The longship, named Dragon Harald Fairhair, was hand-built in Norway over two years and is 114ft (35m) long.

It will be sailed to the UK and the Mediterranean in an international voyage in 2014.

The UK rowers, called the Viking Navy, hope to be recruited again when the expedition starts.

Prof Stephen Harding, from the University of Nottingham, led the 54-strong Viking Navy for the test row, which coincided with the Karm√ły Viking Festival.

Dragon Harald Fairhair

Dragon Harald Fairhair
  • Building the longship was the dream of Norwegian businessman Sigurd Aase.
  • The longship was named after the king who unified Norway in the late 9th century.
  • It is based on the late-Viking Age Leidang ships of the Norse Sagas, which continued to be used in Norway into the early Medieval period.
  • Although designed as a sailing vessel, up to one hundred rowers are needed to row it up rivers and into harbour.
  • It is being sail tested on the coast and fjords of Norway throughout this summer.

INFORMATION |
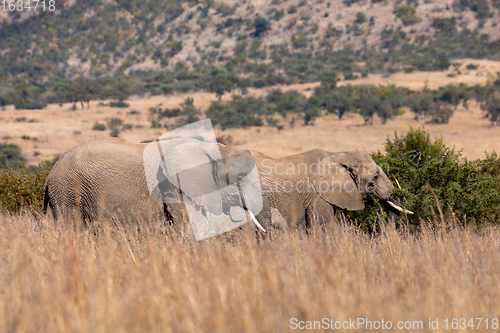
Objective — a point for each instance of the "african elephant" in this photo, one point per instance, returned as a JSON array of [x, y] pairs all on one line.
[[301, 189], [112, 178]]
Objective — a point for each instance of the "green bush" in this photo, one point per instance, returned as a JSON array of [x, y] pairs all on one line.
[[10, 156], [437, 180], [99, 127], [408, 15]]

...

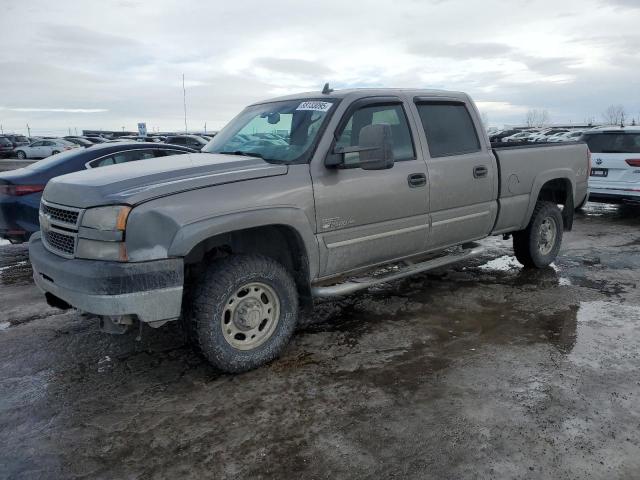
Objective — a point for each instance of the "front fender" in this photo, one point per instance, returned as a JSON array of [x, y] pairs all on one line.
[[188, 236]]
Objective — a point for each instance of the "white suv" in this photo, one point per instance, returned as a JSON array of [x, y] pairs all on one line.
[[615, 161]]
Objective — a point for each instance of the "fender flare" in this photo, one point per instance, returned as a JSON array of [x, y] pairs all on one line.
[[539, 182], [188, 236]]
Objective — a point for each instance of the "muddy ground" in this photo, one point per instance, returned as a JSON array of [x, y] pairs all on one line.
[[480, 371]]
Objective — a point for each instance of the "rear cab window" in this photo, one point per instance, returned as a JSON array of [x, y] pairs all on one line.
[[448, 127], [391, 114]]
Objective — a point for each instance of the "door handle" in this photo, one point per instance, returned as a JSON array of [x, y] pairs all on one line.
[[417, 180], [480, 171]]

==

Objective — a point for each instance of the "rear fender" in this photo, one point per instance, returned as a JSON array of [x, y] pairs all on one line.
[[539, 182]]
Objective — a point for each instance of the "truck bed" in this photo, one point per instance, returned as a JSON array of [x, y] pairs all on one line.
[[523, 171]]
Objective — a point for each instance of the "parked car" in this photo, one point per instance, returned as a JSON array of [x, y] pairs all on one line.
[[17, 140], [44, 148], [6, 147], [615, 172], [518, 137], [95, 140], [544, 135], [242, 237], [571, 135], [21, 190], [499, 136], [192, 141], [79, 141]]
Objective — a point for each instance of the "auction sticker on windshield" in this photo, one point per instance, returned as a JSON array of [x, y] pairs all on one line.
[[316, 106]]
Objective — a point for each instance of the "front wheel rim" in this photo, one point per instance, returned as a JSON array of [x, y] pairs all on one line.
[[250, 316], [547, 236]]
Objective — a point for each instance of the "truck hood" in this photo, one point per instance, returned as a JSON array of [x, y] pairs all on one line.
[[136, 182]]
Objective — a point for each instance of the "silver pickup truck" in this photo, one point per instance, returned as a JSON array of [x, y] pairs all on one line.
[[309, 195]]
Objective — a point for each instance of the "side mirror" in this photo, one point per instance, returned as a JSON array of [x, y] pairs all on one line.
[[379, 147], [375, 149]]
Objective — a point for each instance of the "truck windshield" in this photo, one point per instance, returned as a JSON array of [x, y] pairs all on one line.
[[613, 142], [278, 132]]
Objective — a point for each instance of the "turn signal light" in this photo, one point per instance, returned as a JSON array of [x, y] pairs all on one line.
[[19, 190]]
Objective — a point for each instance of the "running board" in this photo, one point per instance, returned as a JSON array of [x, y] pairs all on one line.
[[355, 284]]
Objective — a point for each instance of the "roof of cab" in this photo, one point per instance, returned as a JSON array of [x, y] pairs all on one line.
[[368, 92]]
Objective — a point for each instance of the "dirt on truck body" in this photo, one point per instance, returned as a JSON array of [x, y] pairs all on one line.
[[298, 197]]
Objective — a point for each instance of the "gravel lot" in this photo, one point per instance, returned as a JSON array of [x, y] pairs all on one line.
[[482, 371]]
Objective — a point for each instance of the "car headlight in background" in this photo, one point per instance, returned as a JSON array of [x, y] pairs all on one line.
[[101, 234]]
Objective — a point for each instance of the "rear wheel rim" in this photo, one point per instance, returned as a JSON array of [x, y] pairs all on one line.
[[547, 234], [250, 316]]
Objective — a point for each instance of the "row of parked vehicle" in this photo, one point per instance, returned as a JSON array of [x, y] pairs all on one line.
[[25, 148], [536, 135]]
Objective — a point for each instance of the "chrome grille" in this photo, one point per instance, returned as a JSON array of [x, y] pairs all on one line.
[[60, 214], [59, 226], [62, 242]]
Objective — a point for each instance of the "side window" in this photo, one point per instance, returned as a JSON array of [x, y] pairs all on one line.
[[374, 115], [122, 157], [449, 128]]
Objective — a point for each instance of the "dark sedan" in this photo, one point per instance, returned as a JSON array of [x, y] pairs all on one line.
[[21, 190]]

WHAT THIS EXERCISE ASKS |
1 – In the longship text, starting at "Prof Stephen Harding, from" and ending at "throughout this summer.", rewrite the passage with "longship" replaced by "warship".
2 – Answer these questions using the text about the Dragon Harald Fairhair longship:
(a) How long is the ship?
(b) Where will it be sailed on its international voyage in 2014?
(c) Up to how many rowers are needed to row it up rivers and into harbor?
3 – Continue the text about the Dragon Harald Fairhair longship from its last sentence.

YOUR WRITTEN ANSWERS |
1 –
Prof Stephen Harding, from the University of Nottingham, led the 54-strong Viking Navy for the test row, which coincided with the Karm√ły Viking Festival.

Dragon Harald Fairhair

Dragon Harald Fairhair
  • Building the warship was the dream of Norwegian businessman Sigurd Aase.
  • The warship was named after the king who unified Norway in the late 9th century.
  • It is based on the late-Viking Age Leidang ships of the Norse Sagas, which continued to be used in Norway into the early Medieval period.
  • Although designed as a sailing vessel, up to one hundred rowers are needed to row it up rivers and into harbour.
  • It is being sail tested on the coast and fjords of Norway throughout this summer.

2 –
(a) 114ft (35m)
(b) To the UK and the Mediterranean
(c) Up to one hundred

3 –
Source: University of Nottingham

He said the experience was "truly exhilarating".

"It's half the size of a football pitch in length so it's huge," he said.

Building the longship was the dream of Norwegian businessman Sigurd Aase, whom Prof Harding met three years ago, while doing DNA testing in Norway.

'So magical'

The team of rowers came from the East Midlands and the Wirral, both areas with strong Viking heritage.

Among the team was Leicestershire author Giles Kristian, who has written a series of Viking novels.

"It's certainly not something you get to do every day and I think that's one of the things which made the thing so magical," he said.

"The only thing we didn't get to do was any pillaging."

He said the rowing was not as physically difficult as he expected, but the technique was tricky to get right.

"I think if you were a Viking looking at this ship rowed by us lot you would be absolutely appalled," he said.

The test provided data for the team that built the longship, to help optimise rowing efficiency.

The rowers initially kept bumping into each other - which suggests people in the Viking Age were shorter.

Prof Harding said: "Once we worked out to take three-quarter strokes to compensate rather than full strokes, we were fine and the vessel seem to move very smoothly, even managing a speed of over three knots."